======== SOURCE TEXT
HC 1652 Communities and Local Government CommitteeWritten submission from the London Borough of Newham


The London Borough of Newham welcomes this opportunity to share our experiences and concerns over the financing of new housing supply with the Committee. The key points we make in our submission are:

Whilst we welcome the opportunities and freedoms presented by the HRA system reform and the Affordable Rent regime, we are concerned that there is a significant lack of funding available to build new housing across London and in particular affordable housing.

The impact of the lack of funding could be mitigated through a series of freedoms given to local authorities: to prudentially borrow against future income streams, to charge up to market rents, and to keep the full receipts of sales of housing stock.

If local authorities were given similar powers to those of housing associations, we believe we could make a substantial difference to the housing on offer to our residents. For example, we would like to improve the private rented sector by buying up street properties and offering longer-term tenancies. We are also keen to improve the financial resilience of our residents by helping them onto the housing ladder with a shared equity scheme or deposit scheme.
================
======== DATA ENTRIES
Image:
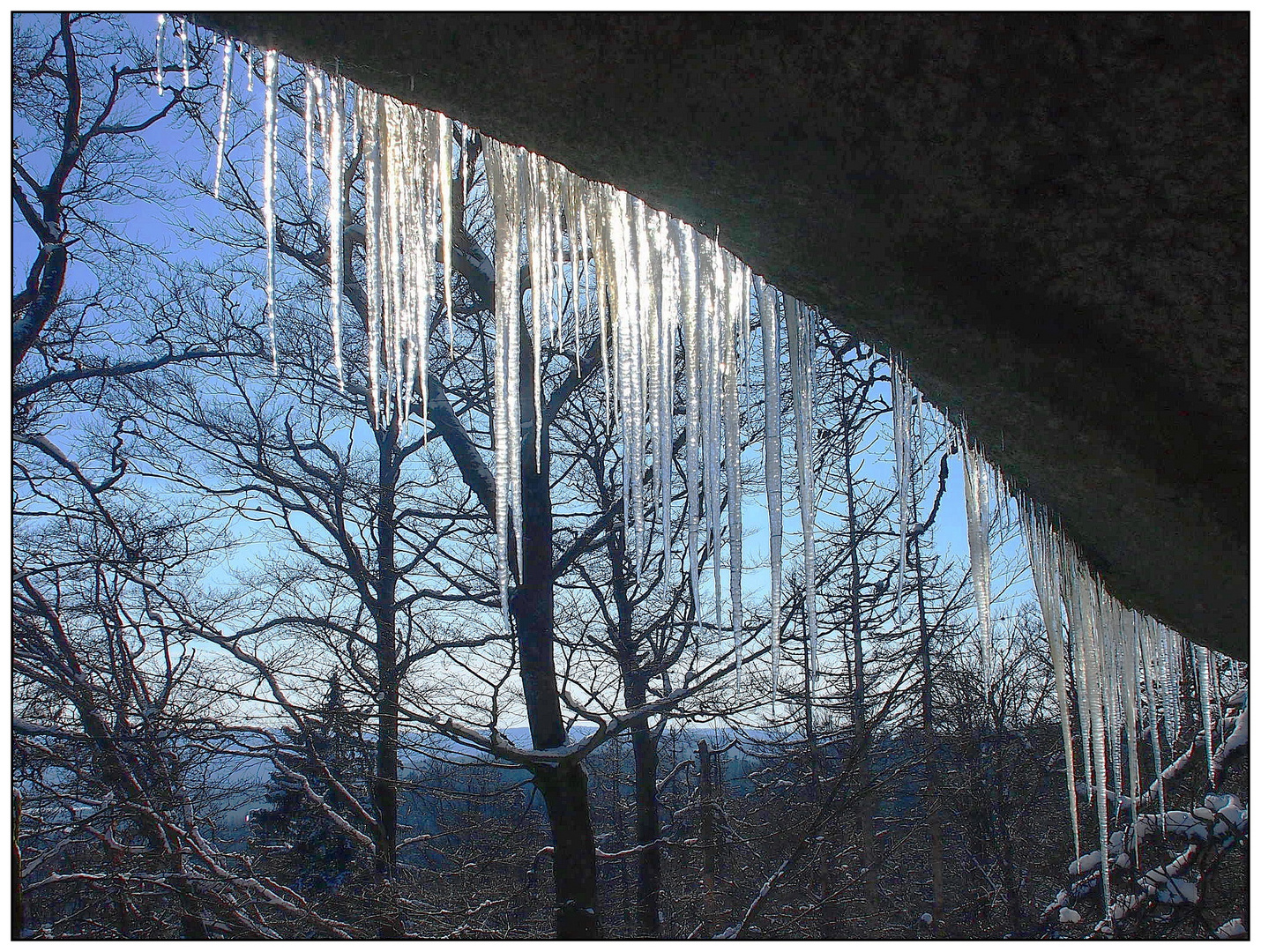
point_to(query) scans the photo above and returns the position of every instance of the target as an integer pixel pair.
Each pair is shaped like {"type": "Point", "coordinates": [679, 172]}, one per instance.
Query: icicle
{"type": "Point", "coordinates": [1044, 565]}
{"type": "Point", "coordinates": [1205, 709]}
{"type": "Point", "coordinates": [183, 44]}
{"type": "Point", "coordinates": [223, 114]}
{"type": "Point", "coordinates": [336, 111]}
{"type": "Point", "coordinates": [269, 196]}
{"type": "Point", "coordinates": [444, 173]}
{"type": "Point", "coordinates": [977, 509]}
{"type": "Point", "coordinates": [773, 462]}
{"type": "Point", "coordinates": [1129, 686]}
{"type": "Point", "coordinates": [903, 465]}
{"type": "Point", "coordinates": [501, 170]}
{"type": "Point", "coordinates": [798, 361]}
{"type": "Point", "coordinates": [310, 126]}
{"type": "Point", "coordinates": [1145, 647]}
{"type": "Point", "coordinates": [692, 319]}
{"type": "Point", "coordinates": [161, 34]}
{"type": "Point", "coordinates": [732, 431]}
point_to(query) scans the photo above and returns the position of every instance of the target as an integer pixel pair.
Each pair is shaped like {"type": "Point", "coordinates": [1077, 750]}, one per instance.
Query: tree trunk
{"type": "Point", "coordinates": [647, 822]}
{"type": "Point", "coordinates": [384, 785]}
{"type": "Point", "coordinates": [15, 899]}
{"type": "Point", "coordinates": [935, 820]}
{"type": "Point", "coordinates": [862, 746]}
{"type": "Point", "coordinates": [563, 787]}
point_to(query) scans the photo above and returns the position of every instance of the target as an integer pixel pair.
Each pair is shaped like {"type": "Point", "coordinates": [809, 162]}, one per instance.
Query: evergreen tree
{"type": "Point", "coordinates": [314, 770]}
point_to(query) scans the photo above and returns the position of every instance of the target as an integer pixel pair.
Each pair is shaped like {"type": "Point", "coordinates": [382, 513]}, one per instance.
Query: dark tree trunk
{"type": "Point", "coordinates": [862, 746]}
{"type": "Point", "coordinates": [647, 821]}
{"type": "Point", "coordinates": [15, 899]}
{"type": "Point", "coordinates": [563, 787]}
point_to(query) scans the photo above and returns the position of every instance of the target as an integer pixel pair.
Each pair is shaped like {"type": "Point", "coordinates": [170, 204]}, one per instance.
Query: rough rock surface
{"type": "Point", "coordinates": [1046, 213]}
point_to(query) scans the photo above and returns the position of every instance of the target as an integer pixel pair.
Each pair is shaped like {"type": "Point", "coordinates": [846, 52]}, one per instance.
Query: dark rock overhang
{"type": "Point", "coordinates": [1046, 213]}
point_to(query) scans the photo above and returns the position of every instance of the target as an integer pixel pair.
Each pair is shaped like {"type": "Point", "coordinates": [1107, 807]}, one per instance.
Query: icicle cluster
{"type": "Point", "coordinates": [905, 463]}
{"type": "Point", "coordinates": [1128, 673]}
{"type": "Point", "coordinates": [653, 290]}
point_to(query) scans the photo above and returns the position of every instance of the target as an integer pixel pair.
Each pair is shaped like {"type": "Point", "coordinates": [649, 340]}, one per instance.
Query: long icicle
================
§ EXERCISE DIRECTIONS:
In the Newham housing submission, what three freedoms for local authorities could ease the impact of the funding shortfall?

§ TASK RESPONSE:
Prudentially borrowing against future income streams, charging up to market rents, and keeping the full receipts from sales of housing stock.